• [WHAT YOU SHOULD DO]: Give the number of lines in the listing below that contain the string "exact", and nothing else.

--------------------------------------------------

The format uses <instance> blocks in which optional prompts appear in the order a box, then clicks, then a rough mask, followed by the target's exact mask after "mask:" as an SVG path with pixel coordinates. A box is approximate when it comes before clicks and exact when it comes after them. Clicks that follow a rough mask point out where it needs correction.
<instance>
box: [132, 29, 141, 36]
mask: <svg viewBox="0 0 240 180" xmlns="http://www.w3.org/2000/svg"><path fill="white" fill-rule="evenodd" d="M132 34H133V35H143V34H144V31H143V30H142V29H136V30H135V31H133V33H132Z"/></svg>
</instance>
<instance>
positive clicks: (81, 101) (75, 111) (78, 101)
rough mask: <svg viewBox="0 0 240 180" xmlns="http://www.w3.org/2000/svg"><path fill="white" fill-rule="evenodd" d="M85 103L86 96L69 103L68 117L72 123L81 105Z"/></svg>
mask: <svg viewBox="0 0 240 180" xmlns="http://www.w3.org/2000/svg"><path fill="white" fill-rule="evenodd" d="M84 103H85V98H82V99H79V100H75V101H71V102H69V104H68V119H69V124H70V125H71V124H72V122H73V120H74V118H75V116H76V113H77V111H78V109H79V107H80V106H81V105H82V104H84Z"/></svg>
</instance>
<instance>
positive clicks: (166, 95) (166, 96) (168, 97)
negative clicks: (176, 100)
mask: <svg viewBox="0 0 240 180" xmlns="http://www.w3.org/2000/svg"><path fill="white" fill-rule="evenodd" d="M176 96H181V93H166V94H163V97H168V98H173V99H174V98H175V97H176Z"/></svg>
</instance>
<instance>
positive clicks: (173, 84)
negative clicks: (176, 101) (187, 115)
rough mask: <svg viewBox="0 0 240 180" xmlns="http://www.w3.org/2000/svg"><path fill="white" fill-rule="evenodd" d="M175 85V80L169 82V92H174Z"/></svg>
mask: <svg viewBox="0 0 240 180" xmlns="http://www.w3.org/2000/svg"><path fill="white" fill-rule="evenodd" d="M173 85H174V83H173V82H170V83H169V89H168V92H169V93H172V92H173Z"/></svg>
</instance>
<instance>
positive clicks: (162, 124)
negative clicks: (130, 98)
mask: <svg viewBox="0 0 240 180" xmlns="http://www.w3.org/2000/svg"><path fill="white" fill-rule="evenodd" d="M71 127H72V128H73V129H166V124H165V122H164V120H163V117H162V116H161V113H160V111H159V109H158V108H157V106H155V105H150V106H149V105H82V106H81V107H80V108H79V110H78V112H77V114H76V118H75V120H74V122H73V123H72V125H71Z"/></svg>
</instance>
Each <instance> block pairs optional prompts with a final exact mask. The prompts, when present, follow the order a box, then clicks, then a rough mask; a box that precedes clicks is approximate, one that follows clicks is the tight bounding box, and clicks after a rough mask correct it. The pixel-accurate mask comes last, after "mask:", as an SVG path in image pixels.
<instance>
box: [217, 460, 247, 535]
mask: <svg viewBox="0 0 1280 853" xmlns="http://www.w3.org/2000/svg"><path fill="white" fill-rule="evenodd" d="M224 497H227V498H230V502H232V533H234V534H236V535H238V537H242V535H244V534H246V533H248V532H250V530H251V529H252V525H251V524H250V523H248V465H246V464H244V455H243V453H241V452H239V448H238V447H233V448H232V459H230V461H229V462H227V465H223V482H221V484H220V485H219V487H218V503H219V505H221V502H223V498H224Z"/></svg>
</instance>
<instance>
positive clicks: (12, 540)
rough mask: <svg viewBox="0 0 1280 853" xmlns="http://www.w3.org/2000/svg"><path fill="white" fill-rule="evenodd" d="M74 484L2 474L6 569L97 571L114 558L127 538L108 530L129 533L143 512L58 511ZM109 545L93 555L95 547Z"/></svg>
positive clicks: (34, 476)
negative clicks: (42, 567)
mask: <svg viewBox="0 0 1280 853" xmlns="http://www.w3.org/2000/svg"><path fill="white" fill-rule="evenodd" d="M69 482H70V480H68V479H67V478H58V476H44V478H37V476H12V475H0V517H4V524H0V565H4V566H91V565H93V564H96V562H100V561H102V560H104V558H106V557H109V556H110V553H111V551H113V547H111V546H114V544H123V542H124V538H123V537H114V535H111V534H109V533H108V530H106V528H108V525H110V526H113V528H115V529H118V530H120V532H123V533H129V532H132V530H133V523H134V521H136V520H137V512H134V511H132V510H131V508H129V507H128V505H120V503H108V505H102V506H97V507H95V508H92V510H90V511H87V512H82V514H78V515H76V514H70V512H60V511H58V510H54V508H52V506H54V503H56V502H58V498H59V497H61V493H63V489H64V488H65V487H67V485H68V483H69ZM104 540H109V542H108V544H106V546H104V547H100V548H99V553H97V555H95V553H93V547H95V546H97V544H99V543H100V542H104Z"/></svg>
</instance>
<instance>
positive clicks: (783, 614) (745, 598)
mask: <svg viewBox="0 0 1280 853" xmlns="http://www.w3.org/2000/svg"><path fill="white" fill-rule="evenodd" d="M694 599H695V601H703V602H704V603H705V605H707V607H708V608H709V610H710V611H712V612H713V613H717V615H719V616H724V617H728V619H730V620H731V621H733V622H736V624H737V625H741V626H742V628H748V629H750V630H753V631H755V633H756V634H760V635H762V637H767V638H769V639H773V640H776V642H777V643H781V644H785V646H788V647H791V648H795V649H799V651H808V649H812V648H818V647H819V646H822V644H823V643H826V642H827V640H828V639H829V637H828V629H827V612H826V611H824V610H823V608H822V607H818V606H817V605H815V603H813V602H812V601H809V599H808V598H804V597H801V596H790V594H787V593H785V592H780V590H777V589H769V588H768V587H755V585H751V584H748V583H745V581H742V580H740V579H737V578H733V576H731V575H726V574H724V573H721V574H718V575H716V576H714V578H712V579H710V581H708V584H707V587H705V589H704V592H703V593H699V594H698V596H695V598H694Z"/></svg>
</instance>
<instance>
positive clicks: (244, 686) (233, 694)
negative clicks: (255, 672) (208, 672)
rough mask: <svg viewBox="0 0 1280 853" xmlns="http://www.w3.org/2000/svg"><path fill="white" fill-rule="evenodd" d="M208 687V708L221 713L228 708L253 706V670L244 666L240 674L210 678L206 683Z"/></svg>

--------------------------------------------------

• [SOLUTION FOR THIS PROBLEM]: 2